» Selected extract
────────────────────

How MedQVault questions are built
A question bank is only as good as its worst question. Ours are written by emergency medicine clinicians against a documented style guide and quality framework, and a question does not reach candidates until it clears every rule in it.
The pipeline every question runs
Nothing skips a step. In order:
- Sourcing. A clinician drafts the question against a named Australasian source, not from memory.
- Clinician review. A second FACEM checks the key, the distractors, and the reference before it goes anywhere near a candidate.
- Structured explanation. Every question is written out to the same five-part shape below, so the teaching is there whether you got it right or wrong.
- Figure card. If the question needs an image, a purpose-drawn explanation card is commissioned and verified. No card, no release.
- Release gating. Only questions that clear every step become servable. The rest wait. That is why the bank grows weekly instead of launching at a big broken number.
Every explanation has the same five parts
Why the correct answer is correct. Why each distractor is wrong, every one of them. The bottom line, in one sentence you can carry into the exam. One step further, for depth. And the source.

────────────────────

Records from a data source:
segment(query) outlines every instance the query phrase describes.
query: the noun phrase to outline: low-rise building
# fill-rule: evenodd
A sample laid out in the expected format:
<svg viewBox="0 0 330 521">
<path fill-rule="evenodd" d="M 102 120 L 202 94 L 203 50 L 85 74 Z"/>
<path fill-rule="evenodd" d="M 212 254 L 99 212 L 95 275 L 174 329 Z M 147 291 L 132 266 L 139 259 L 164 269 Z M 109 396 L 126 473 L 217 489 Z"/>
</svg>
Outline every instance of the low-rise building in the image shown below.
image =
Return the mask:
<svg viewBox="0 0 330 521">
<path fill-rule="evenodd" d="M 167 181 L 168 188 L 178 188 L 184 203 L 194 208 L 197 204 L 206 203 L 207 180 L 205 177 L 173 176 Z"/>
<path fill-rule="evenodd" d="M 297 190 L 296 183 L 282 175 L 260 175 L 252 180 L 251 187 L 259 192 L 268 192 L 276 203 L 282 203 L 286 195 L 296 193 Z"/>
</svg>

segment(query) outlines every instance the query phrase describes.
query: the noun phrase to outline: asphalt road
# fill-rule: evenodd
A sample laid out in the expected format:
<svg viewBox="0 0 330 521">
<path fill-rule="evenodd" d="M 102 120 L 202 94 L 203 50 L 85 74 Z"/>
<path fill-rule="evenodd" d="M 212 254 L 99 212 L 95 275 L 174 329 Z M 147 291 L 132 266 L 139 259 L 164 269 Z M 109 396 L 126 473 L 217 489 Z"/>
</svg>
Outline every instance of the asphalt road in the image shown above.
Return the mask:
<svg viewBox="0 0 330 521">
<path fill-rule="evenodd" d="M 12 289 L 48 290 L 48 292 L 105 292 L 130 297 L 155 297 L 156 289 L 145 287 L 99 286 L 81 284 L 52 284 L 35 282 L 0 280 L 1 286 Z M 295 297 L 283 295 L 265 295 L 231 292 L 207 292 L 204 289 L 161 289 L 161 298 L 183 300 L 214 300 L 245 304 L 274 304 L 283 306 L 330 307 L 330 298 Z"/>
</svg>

────────────────────

» Explore the material
A. Translate into French this sentence from the text on how MedQVault questions are built: "A clinician drafts the question against a named Australasian source, not from memory."
B. Write what follows the last sentence of the text on how MedQVault questions are built.

» Task-by-task answers
A. Un clinicien rédige la question à partir d'une source australasienne identifiée, et non de mémoire.

B.
Every question cites Australasian practice
UK banks reference NICE; American banks reference ACEP. FACEM candidates sit an exam set in Australasian practice, so every MedQVault question is aligned to a named Australasian source: ANZCOR, Therapeutic Guidelines, state health pathways, and the local literature.
Image questions wait for their image
“Interpret this ECG” is unanswerable without the ECG. A question flagged as needing a visual is withheld from the bank until its purpose-drawn explanation card is verified. That is why the bank grows weekly rather than launching at a bigger, broken number.
Your answers make the bank better
Every response is recorded, first attempts separately from practice. As the response log grows, item statistics (how hard a question really is, how well it discriminates) feed back into review. Questions that underperform get rewritten or retired.